YOUR INSTRUCTIONS: Extract every line of the records below and reproduce each one verbatim, without changing anything.

DATASET RECORDS:
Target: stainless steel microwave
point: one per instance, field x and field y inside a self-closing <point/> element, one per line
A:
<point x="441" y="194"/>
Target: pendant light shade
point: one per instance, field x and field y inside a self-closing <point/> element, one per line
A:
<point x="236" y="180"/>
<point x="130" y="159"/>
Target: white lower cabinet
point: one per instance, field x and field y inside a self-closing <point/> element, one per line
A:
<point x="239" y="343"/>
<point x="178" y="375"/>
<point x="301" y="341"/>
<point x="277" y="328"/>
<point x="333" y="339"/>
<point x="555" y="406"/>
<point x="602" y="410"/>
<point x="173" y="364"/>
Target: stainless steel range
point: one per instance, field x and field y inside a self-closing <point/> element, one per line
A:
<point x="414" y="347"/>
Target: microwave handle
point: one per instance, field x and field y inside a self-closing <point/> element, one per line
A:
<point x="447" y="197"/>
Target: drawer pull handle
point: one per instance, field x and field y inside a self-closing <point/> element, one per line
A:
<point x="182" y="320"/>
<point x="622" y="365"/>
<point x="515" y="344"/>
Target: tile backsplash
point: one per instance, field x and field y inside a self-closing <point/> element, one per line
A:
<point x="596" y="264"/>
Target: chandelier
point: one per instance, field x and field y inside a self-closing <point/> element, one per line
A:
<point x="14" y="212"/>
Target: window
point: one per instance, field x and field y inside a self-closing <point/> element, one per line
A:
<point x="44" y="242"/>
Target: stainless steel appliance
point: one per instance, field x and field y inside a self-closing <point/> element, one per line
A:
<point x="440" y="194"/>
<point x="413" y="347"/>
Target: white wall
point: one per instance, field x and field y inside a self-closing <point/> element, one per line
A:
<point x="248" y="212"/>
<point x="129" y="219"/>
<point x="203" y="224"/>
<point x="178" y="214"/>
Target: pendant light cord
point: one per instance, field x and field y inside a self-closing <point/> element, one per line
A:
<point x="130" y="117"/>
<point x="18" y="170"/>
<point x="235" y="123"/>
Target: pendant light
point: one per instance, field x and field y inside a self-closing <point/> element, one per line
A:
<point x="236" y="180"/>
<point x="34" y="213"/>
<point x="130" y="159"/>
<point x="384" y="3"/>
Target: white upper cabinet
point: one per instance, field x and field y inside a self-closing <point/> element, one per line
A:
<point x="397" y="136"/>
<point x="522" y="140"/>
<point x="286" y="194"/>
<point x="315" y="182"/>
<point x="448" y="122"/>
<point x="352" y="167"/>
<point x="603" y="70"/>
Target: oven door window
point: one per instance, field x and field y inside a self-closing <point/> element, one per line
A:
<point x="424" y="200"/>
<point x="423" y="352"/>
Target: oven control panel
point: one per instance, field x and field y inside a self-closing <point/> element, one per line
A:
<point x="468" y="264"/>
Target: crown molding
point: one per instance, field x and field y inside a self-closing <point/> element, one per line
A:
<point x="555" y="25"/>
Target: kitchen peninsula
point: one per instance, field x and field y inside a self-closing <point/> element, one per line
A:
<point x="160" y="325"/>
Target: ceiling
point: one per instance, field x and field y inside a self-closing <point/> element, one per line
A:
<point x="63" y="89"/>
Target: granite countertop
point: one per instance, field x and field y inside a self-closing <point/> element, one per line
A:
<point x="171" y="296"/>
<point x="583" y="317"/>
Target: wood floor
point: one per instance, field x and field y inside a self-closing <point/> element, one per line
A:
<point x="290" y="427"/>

OUTPUT FOR THIS TASK:
Target: stainless steel microwave
point: one per instance, field x and field y inside a self-closing <point/> element, one per line
A:
<point x="441" y="194"/>
Target: pendant light shade
point: one per instance, field x and field y inside a self-closing <point/> element, one per line
A:
<point x="236" y="180"/>
<point x="130" y="159"/>
Target: white lower cabinet
point: one per instance, field x and field y inside a self-closing <point/> element, one per line
A:
<point x="239" y="343"/>
<point x="178" y="375"/>
<point x="301" y="341"/>
<point x="277" y="328"/>
<point x="333" y="339"/>
<point x="555" y="406"/>
<point x="602" y="410"/>
<point x="173" y="364"/>
Target: stainless steel range
point: one per instance, field x and field y inside a self-closing <point/> element, one per line
A:
<point x="414" y="347"/>
Target: microwave handle
point: one per instance, field x and field y inside a self-closing <point/> element, one per line
A:
<point x="447" y="197"/>
Target: drawer pull handle
point: one per instance, field x and field y inside a self-closing <point/> element, one per line
A:
<point x="182" y="320"/>
<point x="622" y="365"/>
<point x="515" y="344"/>
Target: tile backsplash
point: one per instance, field x and field y inside a self-closing <point/> element, one per line
A:
<point x="596" y="264"/>
Target: chandelier
point: one per instance, field x and field y inside a self-closing <point/> element, one per line
A:
<point x="14" y="212"/>
Target: window
point: one per instance, field x and field y inside a self-closing <point/> element, one per line
A:
<point x="44" y="242"/>
Target: stainless steel appliance
point: one per instance, field x and field y inside a self-closing <point/> element, one per line
A:
<point x="440" y="194"/>
<point x="413" y="347"/>
Target: white wall
point: one per instance, field x and field y inside a self-closing <point/> element, one per line
A:
<point x="248" y="212"/>
<point x="129" y="219"/>
<point x="203" y="224"/>
<point x="178" y="214"/>
Target: pendant light cord
point: one per instance, field x and field y inside a self-closing <point/> element, one per line
A:
<point x="130" y="117"/>
<point x="18" y="170"/>
<point x="235" y="123"/>
Target: pendant light
point: one per instance, field x and field y inside a self-closing <point/> element, one per line
A:
<point x="236" y="180"/>
<point x="34" y="213"/>
<point x="130" y="159"/>
<point x="384" y="3"/>
Target: white upper cabinet
point: one per instance, field x and field y inside a self-closing <point/> element, one per line
A:
<point x="397" y="136"/>
<point x="522" y="140"/>
<point x="286" y="194"/>
<point x="315" y="182"/>
<point x="448" y="122"/>
<point x="352" y="167"/>
<point x="603" y="70"/>
Target: oven door window
point: one per instance, field x and field y inside a self-closing <point/> element, one per line
A:
<point x="424" y="200"/>
<point x="423" y="352"/>
Target: oven control panel
point: one per instance, field x and field y inside a self-closing <point/> element, one per line
A:
<point x="468" y="264"/>
Target: crown molding
point: one per instance, field x and field y inside a self-closing <point/> element, one per line
A:
<point x="555" y="25"/>
Target: kitchen peninsula
point: one per instance, field x and field y inside a self-closing <point/> element, one per line
A:
<point x="160" y="325"/>
Target: ceiling
point: one per instance, field x and field y inside a self-closing <point/> element, one per line
A:
<point x="63" y="89"/>
Target: granite countertop
point: one per instance, field x and field y inside a self-closing <point/> element, one per line
A:
<point x="171" y="296"/>
<point x="583" y="317"/>
Target: wood floor
point: one per instance, field x and field y inside a self-closing <point/> element, one per line
A:
<point x="290" y="427"/>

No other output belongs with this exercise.